>>>

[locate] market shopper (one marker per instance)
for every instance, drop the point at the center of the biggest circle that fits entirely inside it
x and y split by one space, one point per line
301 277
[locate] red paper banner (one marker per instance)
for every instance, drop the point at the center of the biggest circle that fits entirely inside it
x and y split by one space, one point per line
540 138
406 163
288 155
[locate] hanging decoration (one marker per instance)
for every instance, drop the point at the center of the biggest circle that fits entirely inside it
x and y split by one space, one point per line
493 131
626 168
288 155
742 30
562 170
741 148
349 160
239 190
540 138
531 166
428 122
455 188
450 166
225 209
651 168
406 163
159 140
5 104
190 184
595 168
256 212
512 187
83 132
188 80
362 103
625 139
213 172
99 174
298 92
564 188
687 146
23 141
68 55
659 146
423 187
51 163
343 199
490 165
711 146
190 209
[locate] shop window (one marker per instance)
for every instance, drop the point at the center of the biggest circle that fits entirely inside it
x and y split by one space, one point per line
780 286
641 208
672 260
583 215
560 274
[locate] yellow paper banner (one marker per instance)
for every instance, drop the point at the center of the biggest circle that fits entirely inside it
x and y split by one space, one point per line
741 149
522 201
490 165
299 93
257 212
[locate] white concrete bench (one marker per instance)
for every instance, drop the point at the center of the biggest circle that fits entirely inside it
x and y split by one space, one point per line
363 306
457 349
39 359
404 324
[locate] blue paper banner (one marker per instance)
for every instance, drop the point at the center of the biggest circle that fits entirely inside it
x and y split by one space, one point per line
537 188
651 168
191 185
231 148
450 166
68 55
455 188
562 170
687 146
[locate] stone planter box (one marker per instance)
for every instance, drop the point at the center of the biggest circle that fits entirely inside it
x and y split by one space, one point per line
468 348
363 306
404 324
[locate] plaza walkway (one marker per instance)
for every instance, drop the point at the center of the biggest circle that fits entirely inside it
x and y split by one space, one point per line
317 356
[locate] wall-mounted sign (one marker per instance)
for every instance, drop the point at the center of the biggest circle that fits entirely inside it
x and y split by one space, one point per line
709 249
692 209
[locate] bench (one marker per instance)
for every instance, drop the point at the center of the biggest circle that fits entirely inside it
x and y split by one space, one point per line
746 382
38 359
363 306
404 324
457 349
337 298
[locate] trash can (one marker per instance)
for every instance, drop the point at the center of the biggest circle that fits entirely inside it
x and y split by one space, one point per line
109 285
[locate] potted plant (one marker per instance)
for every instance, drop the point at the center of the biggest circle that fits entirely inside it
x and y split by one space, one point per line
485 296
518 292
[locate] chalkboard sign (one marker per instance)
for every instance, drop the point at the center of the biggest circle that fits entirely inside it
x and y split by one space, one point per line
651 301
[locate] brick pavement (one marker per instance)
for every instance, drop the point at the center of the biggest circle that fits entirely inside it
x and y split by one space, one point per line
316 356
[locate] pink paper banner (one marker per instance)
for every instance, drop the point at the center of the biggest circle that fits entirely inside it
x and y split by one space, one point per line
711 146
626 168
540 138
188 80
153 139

<<<

→ What you need to do
Restating the data word for word is the whole task.

→ Reply to the task
[locate] market shopper (one marker per instance)
for every instance, drop the point at the center of the biggest circle that fits entirely inside it
x and y split by one space, one point per line
301 277
[locate] red paper banner (one marker per instance)
for every instance, drop the point at the center of the biggest circle that fits entirely inside it
x and y split by one space, one point per line
540 138
406 163
288 155
[locate] hanging decoration (one marker per instance)
for every instance, drop the point at the center of the biggest circle that fits entirely inside it
x and y split by one space, one point per line
493 131
626 168
288 155
742 30
562 170
741 148
349 160
239 190
540 138
531 166
428 122
455 188
450 166
225 209
651 168
406 163
159 140
5 104
190 184
595 168
256 212
512 187
83 132
188 80
362 103
625 139
213 172
99 174
298 92
564 188
687 146
23 141
68 55
659 146
423 187
51 163
343 199
490 165
711 146
190 209
[locate] shop window (one marker per instance)
for every instance, drop the point at the center of the biggest circle that fits entirely inside it
x and y split by one space, one point per line
780 286
641 208
672 260
583 215
560 274
[locate] yellow paper banner (one marker per instance)
for every instance, drop the point at the center of the biggest circle that fits entirely inside it
x and y split by one space, one point per line
741 149
522 201
490 165
299 93
257 212
[locate] white concrete bench (one marker per instance)
for every instance, drop the point at the center of the biggest circle that fits entirely inside it
x and y split by one space, one point per line
363 306
457 349
39 359
404 324
[locate] blue paper banner (one marker per instance)
for every instance, drop the point at the center of the biggest circle that fits entirely inside it
x and y split by one space, one point per line
537 188
651 168
191 185
231 148
450 166
68 55
455 188
562 170
687 146
[locate] stone planter box (one marker per instance)
for every instance, drop the point at the center of the biggest circle that fits entirely inside it
x and y split by one space, one point per line
468 348
363 306
404 324
[locate] plaza walkway (one marker per instance)
for every instance, drop the point at the center of the biggest circle that fits entirely inside it
x and y split by one space, one point per line
317 356
[locate] wall-mounted sign (one marker per instance)
for every instance, drop the point at the center of the biggest circle that fits entirely inside it
x and y split by one space, one point per line
709 249
692 209
[locate] bench (one marker per instance)
for every instance, drop the point at the center of the biggest circle that fits entirely inside it
x and y split by one space, one point per line
746 382
38 359
363 306
404 324
457 349
337 298
[locate] trash can (one marker per instance)
for every instance, drop the point at the center of the biggest circle that fits entirely inside it
x and y split by one space, one point per line
109 285
[locate] potted plant (one marker per instance)
for every instance, drop the point at the center of the biggest circle that fits entirely inside it
x and y split by one space, one point per line
485 296
518 292
[locate] chalkboard sign (one marker per instance)
for every instance, drop the point at the center of the biggest circle that fits entirely inside it
x and y split by one space, one point per line
651 301
[locate] brick pavement (one marker per instance)
for every instance, drop the point at the center of the biggest circle that fits entirely inside it
x and y split by one space, one point per line
316 356
[locate] pink paper banner (one marker per instance)
for every instance, drop the point at the center of the biggest circle that fits entirely inside it
x and y split by one space, one point per line
711 146
626 168
540 138
188 80
153 139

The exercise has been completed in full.